About this task: Go to the line that contains "Exercise. Point out the worker in black". Restate that line and each one after it exactly, through the end of the records, without pictures.

⁂

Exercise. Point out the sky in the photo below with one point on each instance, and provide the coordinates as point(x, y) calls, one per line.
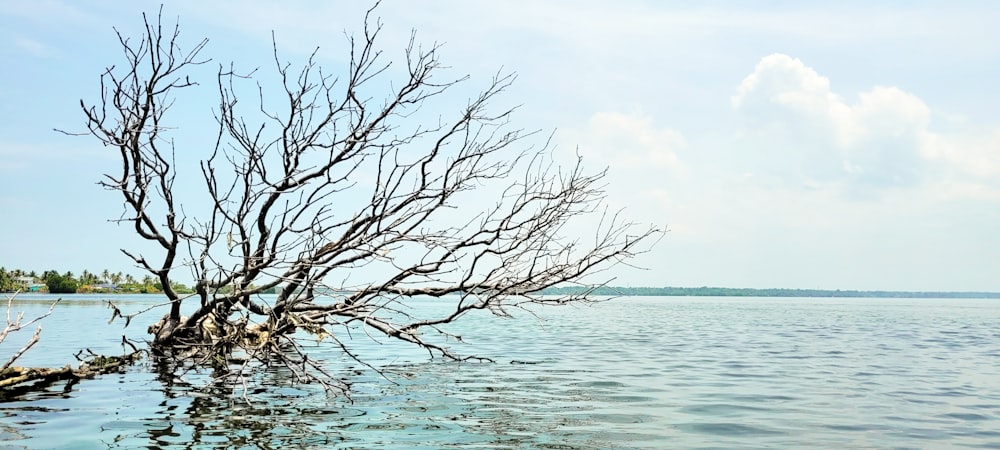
point(805, 144)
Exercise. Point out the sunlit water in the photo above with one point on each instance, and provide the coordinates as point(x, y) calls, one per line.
point(630, 373)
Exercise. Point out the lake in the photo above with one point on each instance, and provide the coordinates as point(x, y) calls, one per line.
point(641, 372)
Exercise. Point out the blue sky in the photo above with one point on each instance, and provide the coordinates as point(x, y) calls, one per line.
point(853, 145)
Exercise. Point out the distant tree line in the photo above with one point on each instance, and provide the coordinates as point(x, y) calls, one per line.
point(53, 282)
point(748, 292)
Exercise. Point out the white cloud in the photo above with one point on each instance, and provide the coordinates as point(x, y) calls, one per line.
point(626, 141)
point(806, 133)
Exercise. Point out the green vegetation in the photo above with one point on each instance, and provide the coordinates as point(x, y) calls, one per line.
point(105, 282)
point(747, 292)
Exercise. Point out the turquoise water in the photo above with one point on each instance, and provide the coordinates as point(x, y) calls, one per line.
point(630, 373)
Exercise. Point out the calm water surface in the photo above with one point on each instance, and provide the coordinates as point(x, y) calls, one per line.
point(651, 372)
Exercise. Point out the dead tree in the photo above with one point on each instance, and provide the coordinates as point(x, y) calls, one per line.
point(337, 195)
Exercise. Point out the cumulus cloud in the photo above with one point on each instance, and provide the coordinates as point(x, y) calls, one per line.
point(881, 139)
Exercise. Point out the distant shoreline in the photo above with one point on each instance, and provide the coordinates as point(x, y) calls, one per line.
point(751, 292)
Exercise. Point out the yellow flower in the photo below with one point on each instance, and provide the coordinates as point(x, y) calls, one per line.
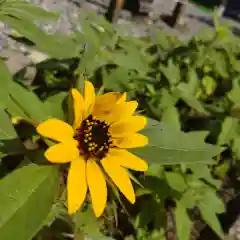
point(95, 145)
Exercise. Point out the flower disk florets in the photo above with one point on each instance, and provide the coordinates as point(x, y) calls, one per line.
point(94, 138)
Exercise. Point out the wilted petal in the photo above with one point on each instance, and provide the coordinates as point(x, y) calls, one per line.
point(76, 185)
point(97, 186)
point(120, 177)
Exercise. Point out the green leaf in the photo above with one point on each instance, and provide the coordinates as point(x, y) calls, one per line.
point(193, 80)
point(202, 171)
point(6, 80)
point(86, 224)
point(183, 222)
point(170, 146)
point(171, 72)
point(117, 79)
point(28, 102)
point(209, 84)
point(9, 141)
point(210, 217)
point(176, 181)
point(26, 199)
point(228, 131)
point(236, 147)
point(188, 199)
point(182, 92)
point(55, 105)
point(171, 116)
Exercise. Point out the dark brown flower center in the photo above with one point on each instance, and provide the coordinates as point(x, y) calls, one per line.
point(94, 138)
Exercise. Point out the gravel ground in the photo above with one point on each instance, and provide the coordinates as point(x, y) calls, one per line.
point(196, 20)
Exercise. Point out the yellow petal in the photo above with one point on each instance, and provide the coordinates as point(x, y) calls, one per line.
point(126, 127)
point(127, 159)
point(120, 177)
point(62, 152)
point(78, 107)
point(123, 98)
point(97, 186)
point(89, 98)
point(132, 141)
point(118, 111)
point(56, 130)
point(76, 185)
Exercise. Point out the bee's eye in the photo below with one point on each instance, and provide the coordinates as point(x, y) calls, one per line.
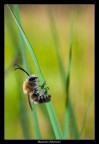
point(32, 78)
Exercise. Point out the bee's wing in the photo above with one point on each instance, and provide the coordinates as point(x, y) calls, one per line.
point(30, 102)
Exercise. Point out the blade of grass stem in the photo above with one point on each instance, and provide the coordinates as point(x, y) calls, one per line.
point(65, 79)
point(58, 133)
point(26, 66)
point(85, 116)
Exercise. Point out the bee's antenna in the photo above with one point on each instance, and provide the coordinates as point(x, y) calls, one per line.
point(20, 69)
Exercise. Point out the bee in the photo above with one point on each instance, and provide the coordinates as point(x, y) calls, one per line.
point(36, 93)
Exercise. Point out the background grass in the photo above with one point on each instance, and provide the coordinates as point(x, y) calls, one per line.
point(35, 22)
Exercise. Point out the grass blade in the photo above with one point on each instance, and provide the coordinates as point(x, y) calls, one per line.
point(65, 79)
point(58, 133)
point(85, 115)
point(25, 64)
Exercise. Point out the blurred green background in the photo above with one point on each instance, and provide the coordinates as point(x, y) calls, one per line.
point(35, 23)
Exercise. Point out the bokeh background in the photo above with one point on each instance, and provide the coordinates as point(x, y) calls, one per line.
point(35, 23)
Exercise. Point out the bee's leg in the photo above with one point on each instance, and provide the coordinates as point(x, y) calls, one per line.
point(42, 93)
point(42, 86)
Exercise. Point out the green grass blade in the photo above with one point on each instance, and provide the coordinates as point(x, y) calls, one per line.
point(25, 64)
point(56, 45)
point(54, 121)
point(68, 102)
point(58, 133)
point(65, 80)
point(85, 115)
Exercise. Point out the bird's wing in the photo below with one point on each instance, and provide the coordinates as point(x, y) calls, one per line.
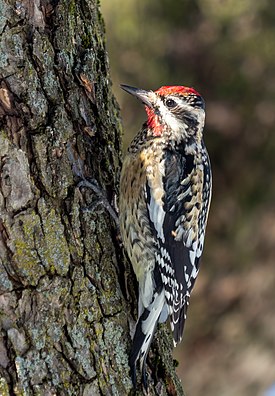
point(178, 221)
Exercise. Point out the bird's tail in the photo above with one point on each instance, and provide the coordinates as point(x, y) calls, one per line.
point(144, 332)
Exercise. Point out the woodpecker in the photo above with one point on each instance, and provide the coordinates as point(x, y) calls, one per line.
point(165, 193)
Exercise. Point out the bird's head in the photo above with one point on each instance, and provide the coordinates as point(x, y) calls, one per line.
point(173, 111)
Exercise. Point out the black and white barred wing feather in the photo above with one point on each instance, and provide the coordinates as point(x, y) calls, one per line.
point(179, 221)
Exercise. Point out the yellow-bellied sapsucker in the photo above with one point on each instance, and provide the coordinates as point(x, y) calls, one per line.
point(165, 192)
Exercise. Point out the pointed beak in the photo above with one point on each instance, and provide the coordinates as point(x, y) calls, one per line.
point(146, 97)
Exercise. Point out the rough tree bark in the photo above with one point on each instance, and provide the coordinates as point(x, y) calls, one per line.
point(65, 309)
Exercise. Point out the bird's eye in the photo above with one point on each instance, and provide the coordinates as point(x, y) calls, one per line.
point(170, 103)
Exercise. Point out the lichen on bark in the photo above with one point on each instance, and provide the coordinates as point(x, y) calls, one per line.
point(63, 302)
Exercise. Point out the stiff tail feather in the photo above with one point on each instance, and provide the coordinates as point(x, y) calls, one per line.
point(144, 332)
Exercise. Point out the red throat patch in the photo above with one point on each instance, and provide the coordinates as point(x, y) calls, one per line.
point(180, 89)
point(153, 122)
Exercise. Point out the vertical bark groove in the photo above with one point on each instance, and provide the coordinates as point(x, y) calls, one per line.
point(64, 317)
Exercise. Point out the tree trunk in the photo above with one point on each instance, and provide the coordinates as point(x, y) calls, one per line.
point(65, 306)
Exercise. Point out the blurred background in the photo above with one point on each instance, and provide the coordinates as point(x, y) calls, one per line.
point(225, 49)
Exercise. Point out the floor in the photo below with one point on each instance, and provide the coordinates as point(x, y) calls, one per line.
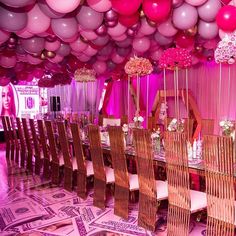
point(31, 206)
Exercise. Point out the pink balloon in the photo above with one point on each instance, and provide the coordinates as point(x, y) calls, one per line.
point(146, 28)
point(89, 18)
point(33, 45)
point(207, 30)
point(162, 40)
point(157, 10)
point(18, 3)
point(7, 61)
point(185, 16)
point(100, 67)
point(78, 45)
point(141, 44)
point(48, 10)
point(167, 29)
point(155, 55)
point(38, 22)
point(64, 28)
point(24, 34)
point(195, 2)
point(118, 30)
point(89, 51)
point(209, 10)
point(100, 5)
point(116, 58)
point(12, 20)
point(52, 46)
point(64, 50)
point(63, 6)
point(4, 36)
point(88, 34)
point(33, 60)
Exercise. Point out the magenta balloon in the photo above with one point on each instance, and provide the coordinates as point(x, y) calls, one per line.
point(33, 45)
point(116, 58)
point(89, 18)
point(63, 6)
point(64, 28)
point(125, 43)
point(7, 61)
point(100, 67)
point(12, 19)
point(88, 34)
point(24, 34)
point(64, 50)
point(111, 15)
point(18, 3)
point(162, 40)
point(78, 45)
point(48, 10)
point(167, 29)
point(141, 44)
point(38, 22)
point(100, 5)
point(89, 51)
point(185, 16)
point(208, 30)
point(101, 40)
point(145, 28)
point(209, 10)
point(118, 30)
point(125, 7)
point(195, 2)
point(177, 3)
point(52, 46)
point(4, 36)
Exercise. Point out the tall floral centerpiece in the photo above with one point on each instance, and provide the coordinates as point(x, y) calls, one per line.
point(225, 53)
point(84, 75)
point(137, 67)
point(175, 59)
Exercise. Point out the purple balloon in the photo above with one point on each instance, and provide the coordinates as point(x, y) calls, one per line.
point(64, 50)
point(101, 40)
point(111, 15)
point(209, 10)
point(185, 16)
point(18, 3)
point(64, 28)
point(12, 19)
point(48, 10)
point(89, 18)
point(33, 45)
point(208, 30)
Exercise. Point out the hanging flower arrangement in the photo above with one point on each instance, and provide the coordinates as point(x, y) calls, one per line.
point(138, 66)
point(85, 75)
point(226, 50)
point(173, 58)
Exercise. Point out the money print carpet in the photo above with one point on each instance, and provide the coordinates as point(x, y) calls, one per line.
point(30, 206)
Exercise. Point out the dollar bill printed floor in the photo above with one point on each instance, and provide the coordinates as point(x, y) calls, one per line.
point(31, 206)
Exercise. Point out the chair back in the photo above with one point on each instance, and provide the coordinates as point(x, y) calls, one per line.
point(177, 170)
point(119, 163)
point(52, 141)
point(64, 144)
point(218, 153)
point(78, 148)
point(146, 178)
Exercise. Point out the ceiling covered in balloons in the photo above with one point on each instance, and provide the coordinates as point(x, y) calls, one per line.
point(60, 36)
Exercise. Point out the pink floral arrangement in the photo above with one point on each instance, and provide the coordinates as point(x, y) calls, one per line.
point(226, 50)
point(138, 66)
point(173, 58)
point(85, 75)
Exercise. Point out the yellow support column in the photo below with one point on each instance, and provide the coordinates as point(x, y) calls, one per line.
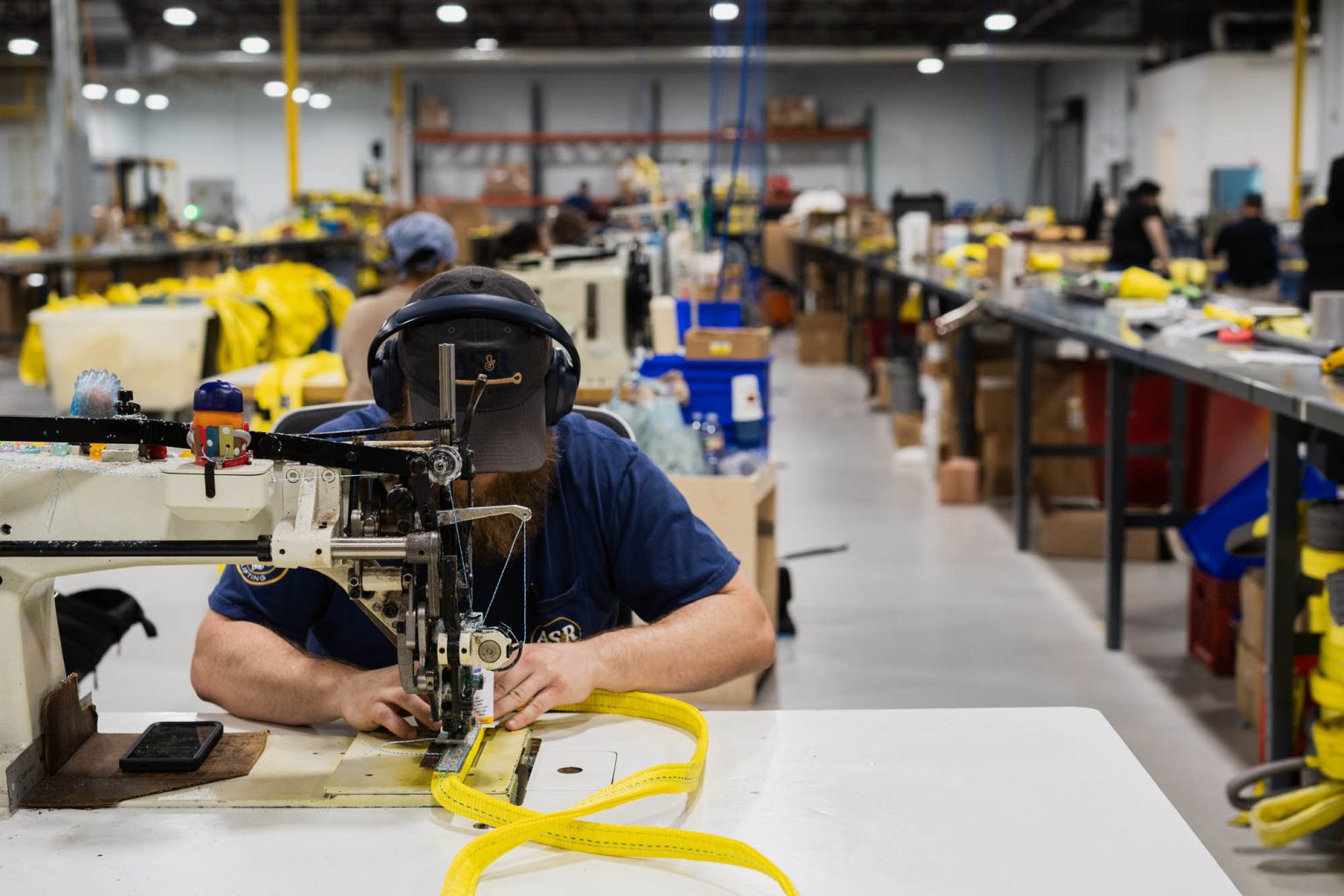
point(290, 43)
point(398, 136)
point(1294, 198)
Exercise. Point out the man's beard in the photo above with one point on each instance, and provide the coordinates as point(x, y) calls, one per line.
point(494, 536)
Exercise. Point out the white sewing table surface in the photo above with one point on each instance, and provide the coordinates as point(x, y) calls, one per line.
point(889, 801)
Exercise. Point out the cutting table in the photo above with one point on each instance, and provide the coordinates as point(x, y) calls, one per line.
point(889, 801)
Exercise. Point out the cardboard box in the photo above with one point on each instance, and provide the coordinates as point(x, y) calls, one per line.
point(1250, 682)
point(464, 216)
point(777, 248)
point(996, 398)
point(958, 481)
point(822, 338)
point(1251, 629)
point(739, 509)
point(1081, 532)
point(784, 112)
point(724, 343)
point(431, 115)
point(507, 178)
point(907, 429)
point(1057, 418)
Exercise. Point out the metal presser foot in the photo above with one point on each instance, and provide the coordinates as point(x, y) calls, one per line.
point(501, 767)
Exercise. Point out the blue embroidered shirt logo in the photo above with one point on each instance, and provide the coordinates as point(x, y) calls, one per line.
point(261, 572)
point(558, 630)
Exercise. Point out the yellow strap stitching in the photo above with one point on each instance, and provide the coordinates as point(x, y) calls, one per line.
point(515, 825)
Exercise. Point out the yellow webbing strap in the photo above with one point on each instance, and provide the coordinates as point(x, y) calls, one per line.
point(1319, 564)
point(1281, 820)
point(515, 825)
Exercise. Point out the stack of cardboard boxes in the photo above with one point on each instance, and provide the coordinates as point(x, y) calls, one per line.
point(790, 113)
point(822, 333)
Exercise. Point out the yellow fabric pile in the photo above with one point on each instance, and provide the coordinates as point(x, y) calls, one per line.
point(266, 313)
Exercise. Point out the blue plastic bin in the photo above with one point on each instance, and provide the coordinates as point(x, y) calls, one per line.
point(711, 315)
point(711, 387)
point(1206, 535)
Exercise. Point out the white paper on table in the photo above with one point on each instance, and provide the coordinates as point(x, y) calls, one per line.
point(1253, 356)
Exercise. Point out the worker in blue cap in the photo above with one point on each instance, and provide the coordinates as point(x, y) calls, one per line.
point(421, 246)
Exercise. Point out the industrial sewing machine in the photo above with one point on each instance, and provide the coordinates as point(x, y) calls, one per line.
point(376, 516)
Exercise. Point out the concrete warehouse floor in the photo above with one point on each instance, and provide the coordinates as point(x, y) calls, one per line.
point(930, 606)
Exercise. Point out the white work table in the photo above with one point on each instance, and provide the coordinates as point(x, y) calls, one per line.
point(889, 801)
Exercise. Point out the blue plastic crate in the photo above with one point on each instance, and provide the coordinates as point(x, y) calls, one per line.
point(1206, 535)
point(711, 315)
point(711, 387)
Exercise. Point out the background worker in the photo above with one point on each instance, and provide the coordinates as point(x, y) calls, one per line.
point(421, 246)
point(608, 529)
point(1323, 240)
point(1138, 235)
point(1251, 248)
point(569, 228)
point(579, 200)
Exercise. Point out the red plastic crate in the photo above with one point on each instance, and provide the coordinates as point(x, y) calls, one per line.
point(1211, 615)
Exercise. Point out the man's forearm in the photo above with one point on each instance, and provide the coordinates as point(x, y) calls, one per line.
point(253, 672)
point(696, 647)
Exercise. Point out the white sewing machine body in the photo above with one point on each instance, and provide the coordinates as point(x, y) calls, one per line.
point(588, 298)
point(388, 552)
point(298, 507)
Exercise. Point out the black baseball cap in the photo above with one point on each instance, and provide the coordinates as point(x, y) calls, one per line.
point(508, 433)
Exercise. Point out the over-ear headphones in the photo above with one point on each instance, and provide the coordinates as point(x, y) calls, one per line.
point(385, 373)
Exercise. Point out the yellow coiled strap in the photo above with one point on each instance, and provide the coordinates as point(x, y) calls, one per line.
point(515, 825)
point(1281, 820)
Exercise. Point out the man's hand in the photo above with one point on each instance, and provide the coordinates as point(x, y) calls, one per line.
point(375, 699)
point(547, 675)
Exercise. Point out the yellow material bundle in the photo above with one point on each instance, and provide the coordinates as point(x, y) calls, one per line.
point(266, 313)
point(1138, 283)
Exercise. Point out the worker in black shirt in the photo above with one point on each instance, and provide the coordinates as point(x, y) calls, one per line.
point(1138, 236)
point(1251, 248)
point(1323, 240)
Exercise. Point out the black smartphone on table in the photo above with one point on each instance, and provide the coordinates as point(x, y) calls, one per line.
point(172, 746)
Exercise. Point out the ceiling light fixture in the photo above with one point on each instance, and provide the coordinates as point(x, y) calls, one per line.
point(180, 17)
point(452, 14)
point(724, 11)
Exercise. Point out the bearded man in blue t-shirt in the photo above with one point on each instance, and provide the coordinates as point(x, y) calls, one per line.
point(608, 531)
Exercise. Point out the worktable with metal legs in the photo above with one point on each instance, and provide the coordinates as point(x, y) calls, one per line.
point(1288, 394)
point(1047, 802)
point(1300, 401)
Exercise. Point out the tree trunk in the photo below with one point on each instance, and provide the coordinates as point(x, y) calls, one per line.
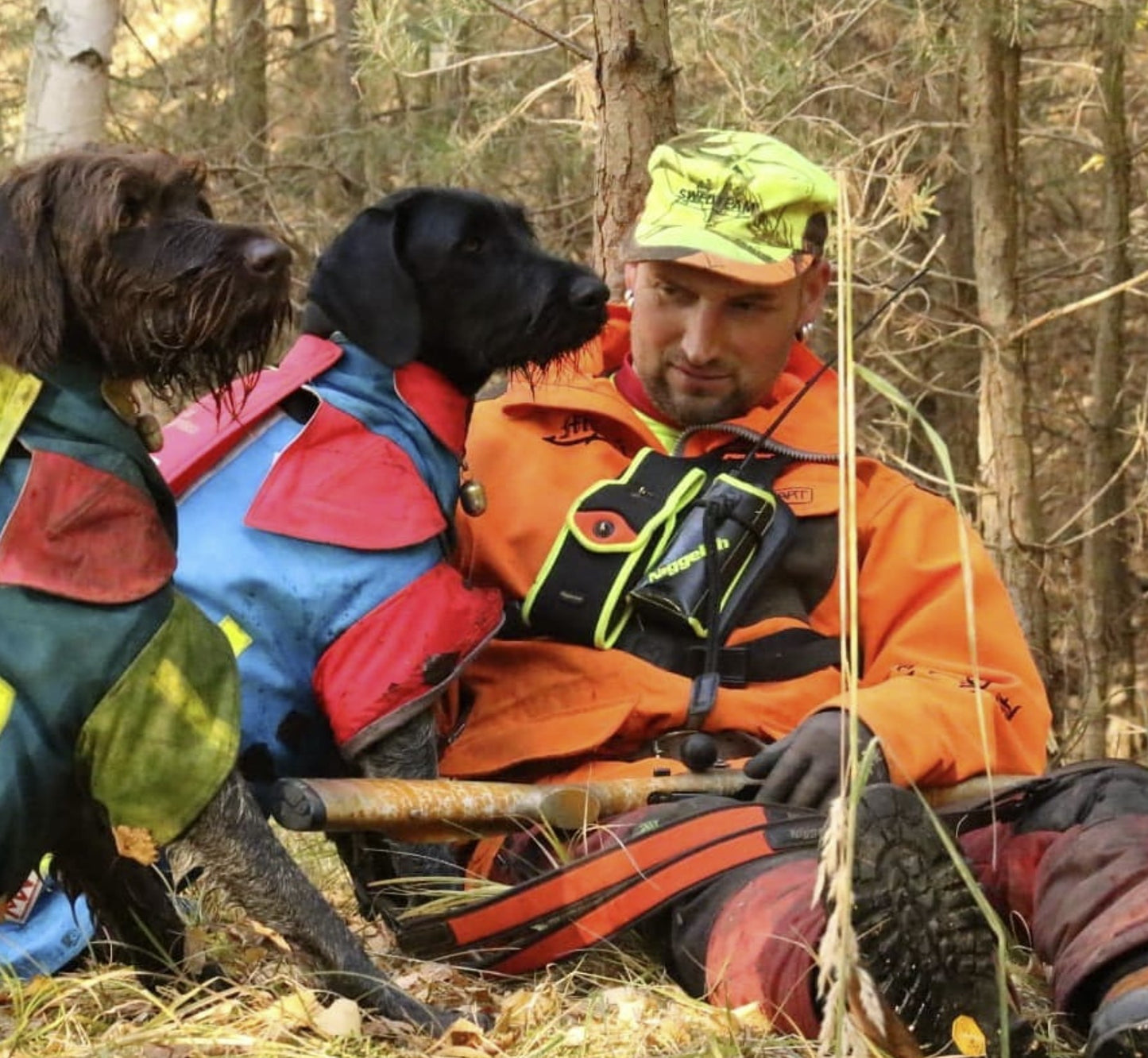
point(350, 156)
point(635, 77)
point(249, 95)
point(1106, 578)
point(1011, 514)
point(68, 75)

⁂

Result of this exercise:
Exercise. Point out the worker in black shirt in the photo above with one point on each instance, and provide the coordinates as point(x, y) calls, one per line.
point(1138, 236)
point(1251, 248)
point(1323, 240)
Exercise. Point out the black smartphone on table in the photo above with one point on each instance, and provide the coordinates as point(x, y) calls, one per line.
point(172, 746)
Exercise. Point out the ceiling light fixture in the photo above with one point on each instance, and provide the coordinates as point(x, y) calls, one per line.
point(180, 17)
point(452, 14)
point(724, 11)
Exercise. Point out the bearded man in blue t-shirt in the photo above with one point on each instance, and provide the coordinates as point(x, y) calls, one per line.
point(608, 531)
Exercise. Point out the worktable with metal legs in the photo above with one point on each instance, and provide the coordinates as point(x, y) calls, one per line.
point(1288, 394)
point(1047, 802)
point(1300, 401)
Exercise. Point out the tree trunk in the photo below with one point on each instance, and provide the coordinates as point(x, y) calls, one per line.
point(350, 156)
point(635, 77)
point(249, 95)
point(1106, 578)
point(1011, 514)
point(68, 75)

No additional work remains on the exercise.